* QUESTIONS:
#1 In the passage on ophthalmic testing, reproduce the text starting with "Visual field testing" and going on through "require some explaining.".
#2 List every kind of defect that the passage on ophthalmic testing says remains in a visual field.

* TEXT SHOWN:
···
I’m feeling a little testy on ophthalmic testing this month. It’s the application of science and statistical validity in our field, an area that seems to get very little attention. The key word is “outcomes,” and is the common thread that we may be missing. Does your test or procedure truly have a benefit in terms of aiding quality of life, or preventing vision loss? Is it repeatable, and does the result truly distinguish abnormal patients from normal ones? Now, I know you’ll argue that “we” don’t contribute to this issue as much as do other specialties, but that holds no water. We are as responsible as any other profession to provide benefit and value in quality of care and cost.
Let’s look at some examples.
Visual field testing for headaches is a cornerstone. Yes, we all know that it’s subjective and difficult for the patient, especially the full-threshold version. The basic principle is that if a test has a higher chance of FALSE POSITIVES than the chance of the patient actually HAVING the disease in question, we are in deep fertilizer for running the test. Our office experience has been that visual fields have a 10-20% rate of false positives. We’ve all seen visual field cuts that are pretty convincing, yet non-pathologic. Have you considered the false positive rate for your own practice? What are the chances that a headache patient without neurologic symptoms will have a brain tumor? It’s not zero, but it’s not 10-20%, either. The residue is a visual field that has eyelid, nose, and poor attention defects that require some explaining.
···
(Dataset entries)
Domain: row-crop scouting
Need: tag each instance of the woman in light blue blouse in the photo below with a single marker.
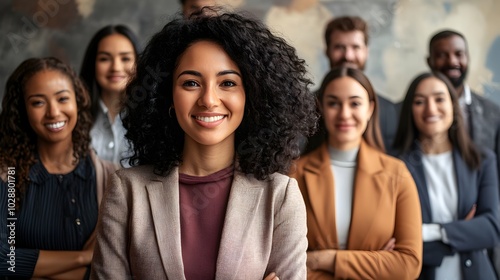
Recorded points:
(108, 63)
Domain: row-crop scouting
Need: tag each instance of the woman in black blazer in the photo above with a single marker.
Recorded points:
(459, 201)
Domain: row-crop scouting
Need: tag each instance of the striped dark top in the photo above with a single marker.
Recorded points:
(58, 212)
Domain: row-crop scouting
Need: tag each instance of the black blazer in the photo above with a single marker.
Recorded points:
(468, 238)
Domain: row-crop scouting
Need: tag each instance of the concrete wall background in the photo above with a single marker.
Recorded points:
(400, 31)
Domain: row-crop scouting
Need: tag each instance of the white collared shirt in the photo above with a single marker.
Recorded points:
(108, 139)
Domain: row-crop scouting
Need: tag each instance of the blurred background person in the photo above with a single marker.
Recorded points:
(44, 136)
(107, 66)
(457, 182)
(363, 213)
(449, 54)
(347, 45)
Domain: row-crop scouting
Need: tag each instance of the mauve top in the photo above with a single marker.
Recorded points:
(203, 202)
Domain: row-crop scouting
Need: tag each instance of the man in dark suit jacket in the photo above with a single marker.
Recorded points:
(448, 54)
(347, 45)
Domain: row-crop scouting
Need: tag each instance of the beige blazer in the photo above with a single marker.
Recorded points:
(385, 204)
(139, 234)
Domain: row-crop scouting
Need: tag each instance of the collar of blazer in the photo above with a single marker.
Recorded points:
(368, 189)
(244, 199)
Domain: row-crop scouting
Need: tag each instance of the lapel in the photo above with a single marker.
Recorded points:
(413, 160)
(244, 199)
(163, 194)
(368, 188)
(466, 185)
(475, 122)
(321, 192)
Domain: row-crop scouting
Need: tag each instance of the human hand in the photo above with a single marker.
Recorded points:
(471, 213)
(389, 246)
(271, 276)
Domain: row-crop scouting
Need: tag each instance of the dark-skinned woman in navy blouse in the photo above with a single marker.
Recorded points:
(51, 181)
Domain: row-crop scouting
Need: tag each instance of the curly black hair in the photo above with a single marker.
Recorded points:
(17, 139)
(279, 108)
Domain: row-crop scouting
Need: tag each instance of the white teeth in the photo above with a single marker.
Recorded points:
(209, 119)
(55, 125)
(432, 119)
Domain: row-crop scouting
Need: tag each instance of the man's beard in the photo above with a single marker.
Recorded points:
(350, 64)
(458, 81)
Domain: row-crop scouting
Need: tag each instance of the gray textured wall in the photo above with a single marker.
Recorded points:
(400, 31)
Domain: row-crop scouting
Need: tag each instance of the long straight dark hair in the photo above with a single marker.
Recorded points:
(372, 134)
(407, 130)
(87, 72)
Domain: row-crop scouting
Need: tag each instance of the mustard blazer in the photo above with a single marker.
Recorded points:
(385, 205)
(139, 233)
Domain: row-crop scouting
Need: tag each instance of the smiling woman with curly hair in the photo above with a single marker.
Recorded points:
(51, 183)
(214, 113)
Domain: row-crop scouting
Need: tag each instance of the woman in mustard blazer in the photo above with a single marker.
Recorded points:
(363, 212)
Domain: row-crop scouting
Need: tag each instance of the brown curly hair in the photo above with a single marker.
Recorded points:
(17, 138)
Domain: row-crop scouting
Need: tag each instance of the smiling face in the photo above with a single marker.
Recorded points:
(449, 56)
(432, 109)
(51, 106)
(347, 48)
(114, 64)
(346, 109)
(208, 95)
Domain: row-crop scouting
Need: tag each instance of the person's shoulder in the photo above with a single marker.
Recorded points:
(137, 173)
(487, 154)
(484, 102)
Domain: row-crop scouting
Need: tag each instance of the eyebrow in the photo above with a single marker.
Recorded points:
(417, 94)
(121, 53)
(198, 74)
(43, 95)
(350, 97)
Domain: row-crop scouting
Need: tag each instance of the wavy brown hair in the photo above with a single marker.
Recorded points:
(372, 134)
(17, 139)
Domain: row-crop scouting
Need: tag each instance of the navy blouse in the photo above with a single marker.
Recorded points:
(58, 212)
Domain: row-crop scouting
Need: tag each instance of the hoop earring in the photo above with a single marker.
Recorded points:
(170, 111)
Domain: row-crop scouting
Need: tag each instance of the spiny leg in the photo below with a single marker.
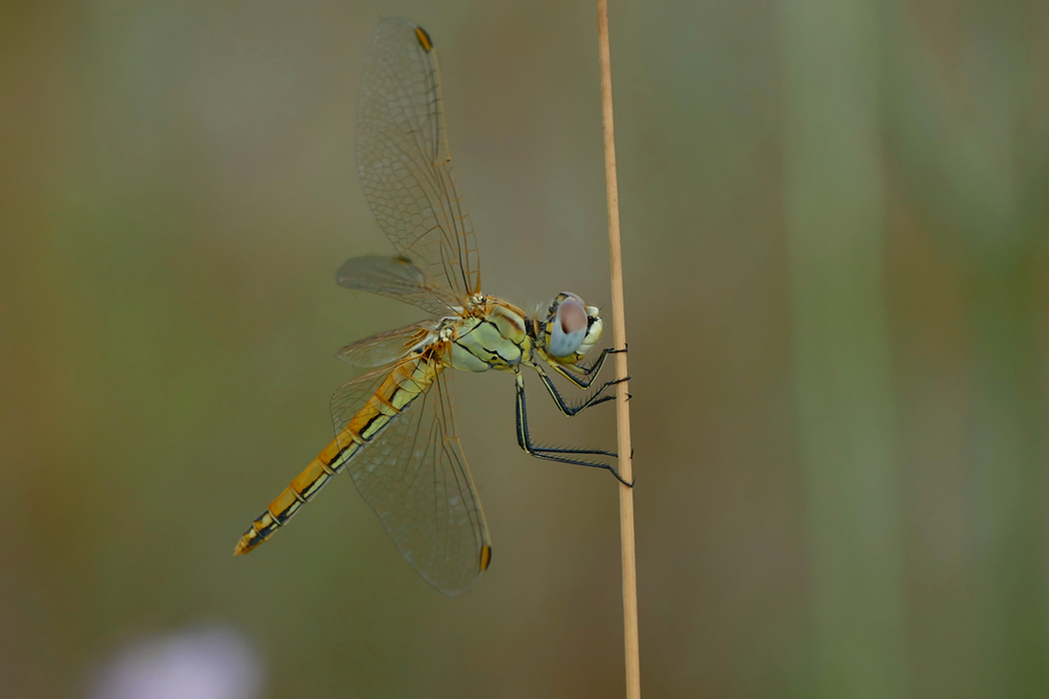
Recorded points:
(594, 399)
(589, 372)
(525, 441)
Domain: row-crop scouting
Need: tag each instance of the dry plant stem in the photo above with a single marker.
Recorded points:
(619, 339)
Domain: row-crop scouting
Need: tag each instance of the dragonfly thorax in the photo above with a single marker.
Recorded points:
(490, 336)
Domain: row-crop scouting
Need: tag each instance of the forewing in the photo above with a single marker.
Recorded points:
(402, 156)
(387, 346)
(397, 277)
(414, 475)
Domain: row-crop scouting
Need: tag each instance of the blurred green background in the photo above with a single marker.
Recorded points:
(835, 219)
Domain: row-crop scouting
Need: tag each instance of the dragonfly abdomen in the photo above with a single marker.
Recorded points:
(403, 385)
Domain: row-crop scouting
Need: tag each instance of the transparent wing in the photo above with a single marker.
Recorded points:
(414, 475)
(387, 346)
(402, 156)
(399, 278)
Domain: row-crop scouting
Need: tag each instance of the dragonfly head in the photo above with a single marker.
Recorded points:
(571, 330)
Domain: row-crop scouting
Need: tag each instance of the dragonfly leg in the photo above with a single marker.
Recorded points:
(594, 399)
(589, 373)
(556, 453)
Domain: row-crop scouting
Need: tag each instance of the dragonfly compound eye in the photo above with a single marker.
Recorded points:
···
* RESULTS OF THE TASKS:
#1
Visual field testing for headaches is a cornerstone. Yes, we all know that it’s subjective and difficult for the patient, especially the full-threshold version. The basic principle is that if a test has a higher chance of FALSE POSITIVES than the chance of the patient actually HAVING the disease in question, we are in deep fertilizer for running the test. Our office experience has been that visual fields have a 10-20% rate of false positives. We’ve all seen visual field cuts that are pretty convincing, yet non-pathologic. Have you considered the false positive rate for your own practice? What are the chances that a headache patient without neurologic symptoms will have a brain tumor? It’s not zero, but it’s not 10-20%, either. The residue is a visual field that has eyelid, nose, and poor attention defects that require some explaining.

#2 Eyelid, nose, and poor attention defects.